_STATED EXERCISE_:
Reproduce the stretch of the data below from the line containing "Give the mask of every instance of the mirror" through the line containing "599), (708, 603)]", with both of those lines included and nothing altered.

_RECORDS SHOWN_:
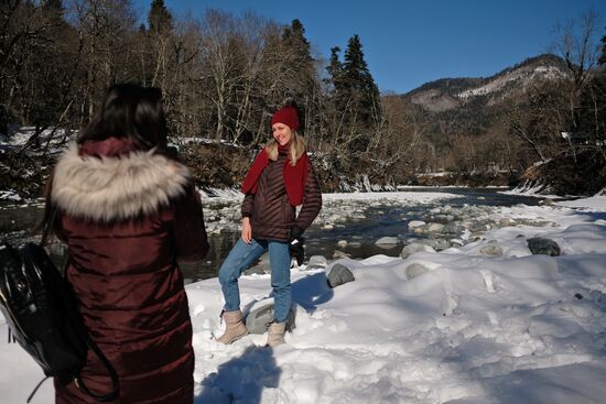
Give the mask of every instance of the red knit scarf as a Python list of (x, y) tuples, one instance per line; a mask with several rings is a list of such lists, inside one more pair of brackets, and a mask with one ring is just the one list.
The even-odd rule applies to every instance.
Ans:
[[(286, 153), (288, 148), (279, 148), (279, 153)], [(303, 153), (293, 166), (290, 159), (286, 159), (282, 168), (282, 176), (284, 177), (284, 187), (286, 188), (286, 195), (289, 196), (289, 203), (293, 206), (303, 204), (303, 194), (305, 190), (305, 181), (307, 179), (309, 172), (307, 153)], [(269, 164), (269, 155), (266, 148), (255, 159), (252, 166), (248, 171), (246, 178), (242, 183), (242, 194), (257, 194), (257, 182), (261, 176), (261, 173)]]

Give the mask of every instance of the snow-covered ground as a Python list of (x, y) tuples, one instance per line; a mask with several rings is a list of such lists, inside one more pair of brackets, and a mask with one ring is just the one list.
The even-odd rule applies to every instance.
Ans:
[[(487, 230), (439, 253), (293, 270), (296, 328), (275, 349), (264, 335), (217, 343), (217, 279), (187, 285), (195, 402), (604, 403), (606, 197), (558, 204), (494, 207), (549, 225)], [(532, 237), (562, 255), (532, 255)], [(487, 255), (495, 245), (501, 254)], [(356, 280), (332, 290), (336, 263)], [(246, 312), (269, 296), (269, 275), (244, 276), (240, 288)], [(0, 343), (0, 401), (21, 403), (42, 372), (17, 345)], [(33, 403), (53, 400), (47, 382)]]

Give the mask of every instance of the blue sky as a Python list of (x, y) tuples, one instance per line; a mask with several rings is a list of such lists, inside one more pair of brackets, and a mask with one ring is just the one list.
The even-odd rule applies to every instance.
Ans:
[[(317, 56), (345, 50), (360, 36), (366, 62), (381, 91), (407, 92), (444, 77), (491, 76), (549, 52), (556, 22), (587, 10), (606, 34), (606, 0), (164, 0), (175, 14), (207, 8), (238, 15), (251, 10), (289, 24), (299, 19)], [(151, 0), (134, 0), (147, 17)]]

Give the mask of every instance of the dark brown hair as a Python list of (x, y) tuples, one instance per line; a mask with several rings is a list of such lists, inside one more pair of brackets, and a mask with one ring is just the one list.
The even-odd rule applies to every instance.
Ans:
[(137, 149), (166, 150), (166, 119), (162, 91), (155, 87), (119, 84), (106, 90), (104, 101), (78, 135), (78, 144), (88, 140), (127, 138)]

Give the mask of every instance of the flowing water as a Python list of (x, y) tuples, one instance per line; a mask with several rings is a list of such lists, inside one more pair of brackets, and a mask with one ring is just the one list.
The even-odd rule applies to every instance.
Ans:
[[(348, 255), (353, 259), (364, 259), (375, 254), (398, 256), (407, 240), (419, 238), (408, 228), (410, 220), (422, 220), (431, 209), (450, 205), (459, 208), (465, 205), (476, 206), (512, 206), (517, 204), (538, 205), (539, 199), (519, 195), (500, 194), (496, 189), (473, 188), (419, 188), (414, 192), (444, 192), (459, 197), (437, 200), (432, 204), (404, 204), (377, 206), (368, 203), (365, 219), (348, 221), (332, 229), (323, 229), (313, 225), (305, 232), (305, 254), (324, 255), (327, 260)], [(0, 201), (0, 239), (7, 239), (14, 244), (21, 244), (32, 239), (29, 231), (42, 217), (42, 204), (28, 206)], [(346, 205), (344, 205), (346, 209)], [(206, 214), (206, 208), (205, 208)], [(240, 237), (239, 232), (221, 232), (209, 234), (210, 250), (201, 264), (182, 265), (187, 282), (217, 276), (223, 260), (229, 253), (234, 243)], [(398, 238), (397, 244), (377, 245), (381, 237)], [(338, 242), (342, 241), (339, 245)], [(345, 242), (346, 243), (345, 243)], [(66, 249), (61, 243), (50, 245), (50, 251), (57, 265), (63, 266), (66, 260)]]

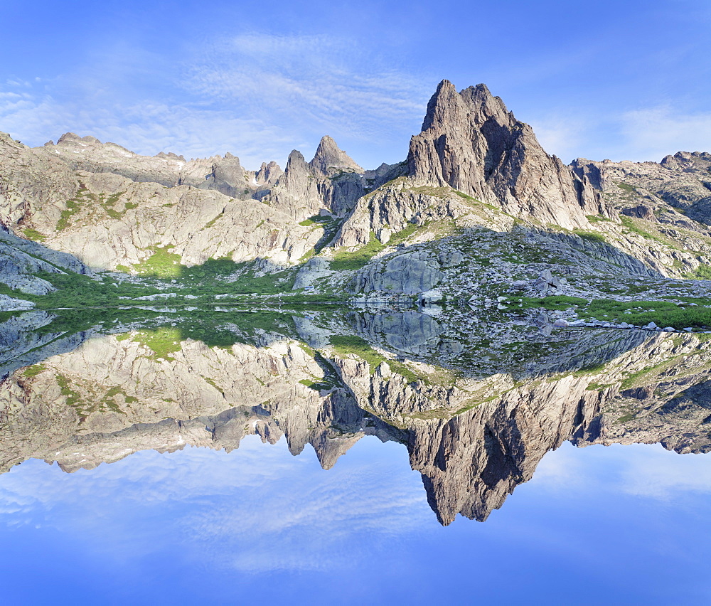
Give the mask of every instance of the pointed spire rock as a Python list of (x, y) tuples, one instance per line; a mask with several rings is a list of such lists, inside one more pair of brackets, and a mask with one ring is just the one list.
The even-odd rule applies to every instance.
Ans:
[(328, 135), (321, 139), (316, 150), (316, 155), (309, 164), (312, 170), (322, 175), (328, 175), (333, 169), (364, 172), (356, 161), (338, 147), (336, 142)]

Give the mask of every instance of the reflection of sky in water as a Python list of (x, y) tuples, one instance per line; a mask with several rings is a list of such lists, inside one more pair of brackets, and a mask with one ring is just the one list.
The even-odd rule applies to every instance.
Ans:
[(5, 603), (701, 603), (711, 457), (566, 444), (488, 521), (440, 526), (402, 446), (322, 470), (245, 438), (0, 477)]

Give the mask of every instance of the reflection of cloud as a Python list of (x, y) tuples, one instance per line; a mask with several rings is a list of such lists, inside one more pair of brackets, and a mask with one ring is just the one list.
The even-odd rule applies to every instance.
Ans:
[(670, 500), (684, 493), (711, 493), (711, 455), (678, 455), (659, 444), (575, 448), (566, 443), (543, 457), (533, 483), (544, 489), (575, 486)]
[(711, 455), (677, 455), (652, 447), (631, 457), (623, 482), (630, 494), (665, 501), (685, 492), (711, 493)]
[(175, 548), (250, 572), (342, 566), (367, 557), (349, 551), (353, 535), (378, 543), (436, 523), (404, 450), (375, 438), (328, 472), (313, 452), (293, 457), (283, 438), (272, 446), (256, 437), (229, 455), (141, 452), (72, 474), (29, 461), (0, 477), (0, 502), (3, 524), (83, 536), (103, 557)]

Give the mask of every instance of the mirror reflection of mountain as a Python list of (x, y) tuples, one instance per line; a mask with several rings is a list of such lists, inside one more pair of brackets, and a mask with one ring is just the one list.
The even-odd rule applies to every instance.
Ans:
[(566, 440), (711, 450), (704, 335), (487, 333), (452, 310), (126, 313), (74, 331), (44, 312), (0, 325), (0, 469), (229, 451), (252, 434), (311, 444), (328, 469), (375, 435), (406, 446), (449, 523), (485, 520)]

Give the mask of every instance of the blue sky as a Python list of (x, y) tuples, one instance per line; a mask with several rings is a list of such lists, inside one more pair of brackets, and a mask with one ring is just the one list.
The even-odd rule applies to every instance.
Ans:
[(0, 130), (144, 154), (395, 162), (437, 83), (480, 82), (565, 161), (711, 151), (707, 0), (2, 0)]
[(707, 458), (565, 444), (486, 523), (446, 528), (405, 447), (372, 437), (328, 471), (253, 436), (71, 474), (29, 460), (0, 476), (3, 599), (708, 603)]

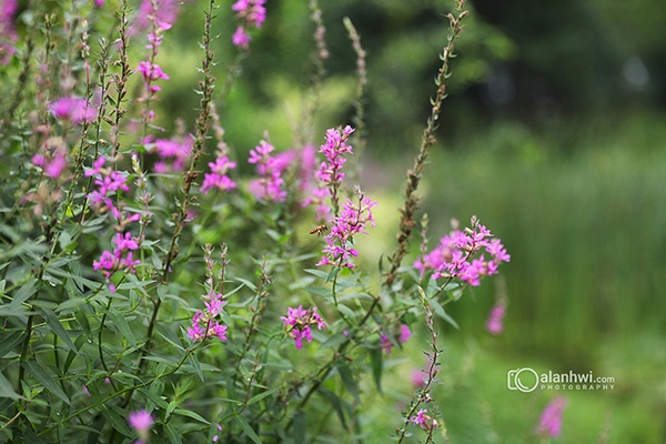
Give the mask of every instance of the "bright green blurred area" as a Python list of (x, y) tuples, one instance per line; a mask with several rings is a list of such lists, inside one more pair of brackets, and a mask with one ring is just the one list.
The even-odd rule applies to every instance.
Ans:
[[(343, 17), (369, 51), (367, 148), (359, 155), (359, 180), (381, 203), (377, 228), (362, 241), (373, 264), (393, 246), (450, 3), (322, 1), (331, 58), (315, 144), (354, 112), (355, 56)], [(664, 443), (666, 7), (656, 0), (473, 6), (421, 192), (431, 246), (451, 218), (465, 224), (473, 214), (504, 241), (512, 254), (501, 270), (509, 306), (505, 332), (490, 336), (484, 322), (496, 290), (485, 282), (451, 306), (460, 331), (438, 325), (447, 352), (436, 403), (451, 442), (536, 442), (538, 413), (559, 394), (569, 403), (557, 442)], [(220, 81), (233, 59), (225, 8), (218, 23)], [(314, 77), (306, 2), (269, 1), (268, 9), (222, 111), (226, 141), (246, 171), (248, 151), (264, 130), (280, 149), (292, 147)], [(198, 8), (184, 9), (183, 22), (200, 19)], [(172, 77), (162, 95), (168, 128), (196, 107), (195, 29), (181, 22), (178, 39), (164, 44), (161, 63)], [(425, 346), (415, 337), (396, 355), (403, 361), (386, 385), (406, 389), (377, 397), (369, 412), (377, 430), (396, 425), (396, 405), (411, 394), (405, 380), (423, 365)], [(615, 377), (615, 389), (509, 391), (507, 371), (519, 367), (593, 371)]]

_ANSWER TO THIS TASK_:
Give the mask of every instance of the mirror reflection of mountain as a Python list of (x, y) tuples, one instance per line; a mask with several rings is a list of such lists, inside one more pair of brackets, and a mask with one ring is just the one list.
The even-odd rule applies to every instance.
Ans:
[(566, 440), (711, 450), (704, 335), (487, 333), (452, 310), (126, 313), (74, 331), (44, 312), (0, 325), (0, 469), (229, 451), (252, 434), (311, 444), (328, 469), (375, 435), (406, 446), (449, 523), (485, 520)]

Give the mask of every instance of the blue sky as a Python list of (x, y) tuples, one instance per line; a mask with several rings is a list of such lists, inside one more pair of brackets, and a mask with one ring is just the one list.
The even-odd rule applies to every instance.
Ans:
[(0, 130), (144, 154), (395, 162), (437, 83), (480, 82), (565, 161), (711, 151), (707, 0), (2, 0)]
[(707, 458), (565, 444), (486, 523), (446, 528), (405, 447), (372, 437), (328, 471), (253, 436), (71, 474), (29, 460), (0, 476), (3, 599), (708, 603)]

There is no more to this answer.